→ What you are asked to do: Lines that contain the string "watering" are the ones to list; copy all of them from the records.
-------- Data shown --------
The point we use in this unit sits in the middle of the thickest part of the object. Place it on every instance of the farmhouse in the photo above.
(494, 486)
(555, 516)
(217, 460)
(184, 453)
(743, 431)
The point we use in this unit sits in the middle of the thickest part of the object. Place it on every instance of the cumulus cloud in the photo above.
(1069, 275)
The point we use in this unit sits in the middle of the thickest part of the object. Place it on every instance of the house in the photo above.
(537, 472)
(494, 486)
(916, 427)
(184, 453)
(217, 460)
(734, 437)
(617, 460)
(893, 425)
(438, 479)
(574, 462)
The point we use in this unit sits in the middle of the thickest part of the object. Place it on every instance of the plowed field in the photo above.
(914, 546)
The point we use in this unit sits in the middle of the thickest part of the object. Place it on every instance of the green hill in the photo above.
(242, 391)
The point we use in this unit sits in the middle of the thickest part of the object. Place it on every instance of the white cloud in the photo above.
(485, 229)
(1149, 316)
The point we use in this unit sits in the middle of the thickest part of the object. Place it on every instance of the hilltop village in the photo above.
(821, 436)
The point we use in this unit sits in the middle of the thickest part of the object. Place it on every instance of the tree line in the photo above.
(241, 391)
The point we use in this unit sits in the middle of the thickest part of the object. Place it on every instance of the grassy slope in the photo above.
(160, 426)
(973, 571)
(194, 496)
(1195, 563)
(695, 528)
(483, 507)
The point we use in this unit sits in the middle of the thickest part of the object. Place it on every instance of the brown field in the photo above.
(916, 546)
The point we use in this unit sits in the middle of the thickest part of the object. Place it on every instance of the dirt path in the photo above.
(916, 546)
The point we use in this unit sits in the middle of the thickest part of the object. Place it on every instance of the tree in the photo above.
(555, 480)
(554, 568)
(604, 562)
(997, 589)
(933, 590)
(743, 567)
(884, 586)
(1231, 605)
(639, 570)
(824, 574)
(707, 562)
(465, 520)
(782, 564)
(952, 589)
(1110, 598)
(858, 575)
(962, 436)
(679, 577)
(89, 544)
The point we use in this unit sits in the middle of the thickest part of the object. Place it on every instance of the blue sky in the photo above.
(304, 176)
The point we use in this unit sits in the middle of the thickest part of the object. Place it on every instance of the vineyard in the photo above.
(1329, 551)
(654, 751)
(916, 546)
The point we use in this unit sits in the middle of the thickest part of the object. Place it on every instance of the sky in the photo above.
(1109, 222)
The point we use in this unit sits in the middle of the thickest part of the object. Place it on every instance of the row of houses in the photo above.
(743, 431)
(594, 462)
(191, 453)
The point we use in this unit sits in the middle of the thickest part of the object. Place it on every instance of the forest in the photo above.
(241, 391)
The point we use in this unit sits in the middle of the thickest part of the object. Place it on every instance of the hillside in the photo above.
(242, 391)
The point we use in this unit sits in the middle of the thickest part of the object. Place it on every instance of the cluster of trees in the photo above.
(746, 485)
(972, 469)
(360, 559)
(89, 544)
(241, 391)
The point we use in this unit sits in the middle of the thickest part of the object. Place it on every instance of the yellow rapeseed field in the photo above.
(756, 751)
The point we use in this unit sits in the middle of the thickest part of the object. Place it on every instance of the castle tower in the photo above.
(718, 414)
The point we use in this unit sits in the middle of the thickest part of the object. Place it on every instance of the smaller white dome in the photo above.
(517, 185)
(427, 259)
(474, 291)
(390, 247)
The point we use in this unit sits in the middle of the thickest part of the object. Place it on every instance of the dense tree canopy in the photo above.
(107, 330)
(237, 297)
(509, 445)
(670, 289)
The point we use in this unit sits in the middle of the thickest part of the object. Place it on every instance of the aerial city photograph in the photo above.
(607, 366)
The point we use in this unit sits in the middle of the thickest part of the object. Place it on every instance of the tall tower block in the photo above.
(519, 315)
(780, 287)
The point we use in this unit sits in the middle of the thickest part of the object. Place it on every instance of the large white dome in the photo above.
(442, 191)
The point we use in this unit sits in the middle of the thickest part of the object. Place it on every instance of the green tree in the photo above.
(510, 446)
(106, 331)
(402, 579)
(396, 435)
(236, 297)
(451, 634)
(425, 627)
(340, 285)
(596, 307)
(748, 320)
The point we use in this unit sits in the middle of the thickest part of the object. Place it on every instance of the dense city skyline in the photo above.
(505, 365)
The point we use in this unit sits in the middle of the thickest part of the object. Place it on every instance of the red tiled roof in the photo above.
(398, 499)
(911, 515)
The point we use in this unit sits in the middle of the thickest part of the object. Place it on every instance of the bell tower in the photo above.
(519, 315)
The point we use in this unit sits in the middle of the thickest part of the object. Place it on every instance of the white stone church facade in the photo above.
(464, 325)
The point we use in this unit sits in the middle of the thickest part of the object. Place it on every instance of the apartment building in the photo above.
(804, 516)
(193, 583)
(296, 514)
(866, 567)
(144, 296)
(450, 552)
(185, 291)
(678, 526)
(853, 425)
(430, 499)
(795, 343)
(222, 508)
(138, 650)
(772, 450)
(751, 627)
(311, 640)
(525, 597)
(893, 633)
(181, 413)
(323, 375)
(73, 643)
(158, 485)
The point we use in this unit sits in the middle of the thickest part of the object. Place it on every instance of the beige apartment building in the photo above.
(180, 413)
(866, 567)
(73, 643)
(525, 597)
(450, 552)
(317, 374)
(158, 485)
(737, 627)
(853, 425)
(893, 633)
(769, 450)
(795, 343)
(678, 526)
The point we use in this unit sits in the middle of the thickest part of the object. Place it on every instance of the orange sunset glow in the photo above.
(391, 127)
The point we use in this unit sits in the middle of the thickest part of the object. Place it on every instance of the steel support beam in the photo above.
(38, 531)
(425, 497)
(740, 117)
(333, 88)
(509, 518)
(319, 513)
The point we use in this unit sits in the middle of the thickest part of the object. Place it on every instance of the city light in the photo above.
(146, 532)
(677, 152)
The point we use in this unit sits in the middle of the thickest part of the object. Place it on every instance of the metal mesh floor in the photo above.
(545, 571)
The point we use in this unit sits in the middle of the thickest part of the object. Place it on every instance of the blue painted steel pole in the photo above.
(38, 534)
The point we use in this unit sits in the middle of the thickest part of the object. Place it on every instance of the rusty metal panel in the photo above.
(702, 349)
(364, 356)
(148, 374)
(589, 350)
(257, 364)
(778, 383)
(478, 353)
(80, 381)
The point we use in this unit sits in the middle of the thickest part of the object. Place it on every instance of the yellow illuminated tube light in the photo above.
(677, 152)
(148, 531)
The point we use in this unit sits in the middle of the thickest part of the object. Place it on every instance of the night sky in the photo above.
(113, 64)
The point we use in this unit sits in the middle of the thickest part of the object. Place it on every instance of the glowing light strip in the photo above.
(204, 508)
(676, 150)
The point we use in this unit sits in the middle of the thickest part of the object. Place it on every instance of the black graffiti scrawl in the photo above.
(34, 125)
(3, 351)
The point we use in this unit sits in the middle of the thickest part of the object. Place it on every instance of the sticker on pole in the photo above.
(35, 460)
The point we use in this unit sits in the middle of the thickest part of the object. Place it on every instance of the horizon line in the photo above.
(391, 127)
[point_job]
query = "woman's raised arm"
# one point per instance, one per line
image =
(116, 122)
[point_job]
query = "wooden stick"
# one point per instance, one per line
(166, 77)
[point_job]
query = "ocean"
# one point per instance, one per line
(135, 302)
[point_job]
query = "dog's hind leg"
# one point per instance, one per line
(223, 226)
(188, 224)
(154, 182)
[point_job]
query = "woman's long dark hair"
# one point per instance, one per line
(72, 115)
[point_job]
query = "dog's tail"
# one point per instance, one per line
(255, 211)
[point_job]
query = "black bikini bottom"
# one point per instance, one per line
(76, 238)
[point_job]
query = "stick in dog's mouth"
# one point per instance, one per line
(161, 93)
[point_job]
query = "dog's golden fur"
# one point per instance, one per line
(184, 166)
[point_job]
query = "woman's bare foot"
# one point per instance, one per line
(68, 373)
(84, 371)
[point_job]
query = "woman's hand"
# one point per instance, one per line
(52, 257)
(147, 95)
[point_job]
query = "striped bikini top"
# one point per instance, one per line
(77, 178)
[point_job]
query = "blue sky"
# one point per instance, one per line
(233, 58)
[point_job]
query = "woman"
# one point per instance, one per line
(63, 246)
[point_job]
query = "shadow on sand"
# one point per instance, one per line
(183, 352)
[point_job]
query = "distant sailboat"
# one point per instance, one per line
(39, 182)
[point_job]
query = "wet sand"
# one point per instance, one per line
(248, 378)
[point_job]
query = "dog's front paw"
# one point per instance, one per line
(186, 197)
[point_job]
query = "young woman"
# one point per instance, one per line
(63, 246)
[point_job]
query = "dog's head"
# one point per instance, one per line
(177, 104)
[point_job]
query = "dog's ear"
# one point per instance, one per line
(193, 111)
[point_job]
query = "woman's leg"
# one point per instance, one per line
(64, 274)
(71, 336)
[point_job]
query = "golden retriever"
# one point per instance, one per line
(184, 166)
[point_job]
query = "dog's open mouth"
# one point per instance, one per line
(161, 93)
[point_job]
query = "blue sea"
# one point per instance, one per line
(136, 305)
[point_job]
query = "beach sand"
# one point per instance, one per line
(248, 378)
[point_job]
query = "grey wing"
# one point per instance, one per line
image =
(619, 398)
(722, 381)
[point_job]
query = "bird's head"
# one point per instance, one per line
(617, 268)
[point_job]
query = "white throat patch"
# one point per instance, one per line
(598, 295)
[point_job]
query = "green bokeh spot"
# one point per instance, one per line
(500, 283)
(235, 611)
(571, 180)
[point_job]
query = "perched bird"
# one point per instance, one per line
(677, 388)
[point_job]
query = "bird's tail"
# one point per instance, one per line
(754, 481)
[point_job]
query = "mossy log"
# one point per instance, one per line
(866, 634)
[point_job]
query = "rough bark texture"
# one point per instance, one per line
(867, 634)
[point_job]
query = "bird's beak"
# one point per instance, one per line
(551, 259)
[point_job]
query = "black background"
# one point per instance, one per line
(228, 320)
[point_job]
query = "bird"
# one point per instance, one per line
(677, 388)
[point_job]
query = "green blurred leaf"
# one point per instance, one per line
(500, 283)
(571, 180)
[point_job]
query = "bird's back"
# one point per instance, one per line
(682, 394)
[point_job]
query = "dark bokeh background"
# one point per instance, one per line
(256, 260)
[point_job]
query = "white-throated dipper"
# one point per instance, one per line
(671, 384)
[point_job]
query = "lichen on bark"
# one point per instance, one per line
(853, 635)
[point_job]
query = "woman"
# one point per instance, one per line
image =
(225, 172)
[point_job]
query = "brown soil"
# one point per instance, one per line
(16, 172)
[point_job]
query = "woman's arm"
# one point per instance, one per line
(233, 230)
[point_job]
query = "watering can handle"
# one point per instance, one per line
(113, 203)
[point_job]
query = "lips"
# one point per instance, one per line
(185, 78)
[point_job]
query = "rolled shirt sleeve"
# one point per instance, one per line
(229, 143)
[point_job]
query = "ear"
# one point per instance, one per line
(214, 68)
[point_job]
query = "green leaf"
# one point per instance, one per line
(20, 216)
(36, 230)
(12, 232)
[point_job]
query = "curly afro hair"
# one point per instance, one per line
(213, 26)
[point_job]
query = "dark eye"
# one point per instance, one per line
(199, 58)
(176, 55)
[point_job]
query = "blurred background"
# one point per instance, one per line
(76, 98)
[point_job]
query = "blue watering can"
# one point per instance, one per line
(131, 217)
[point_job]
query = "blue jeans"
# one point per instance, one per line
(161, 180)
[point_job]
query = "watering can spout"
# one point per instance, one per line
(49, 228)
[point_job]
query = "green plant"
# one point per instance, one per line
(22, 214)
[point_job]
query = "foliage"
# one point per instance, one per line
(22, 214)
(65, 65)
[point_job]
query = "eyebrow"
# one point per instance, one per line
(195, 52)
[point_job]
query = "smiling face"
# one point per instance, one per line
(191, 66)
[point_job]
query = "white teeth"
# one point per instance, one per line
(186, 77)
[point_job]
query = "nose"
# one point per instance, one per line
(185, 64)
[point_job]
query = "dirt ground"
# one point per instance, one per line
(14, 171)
--------
→ Written response:
query = "watering can handle"
query = "blue watering can"
query = "watering can spout"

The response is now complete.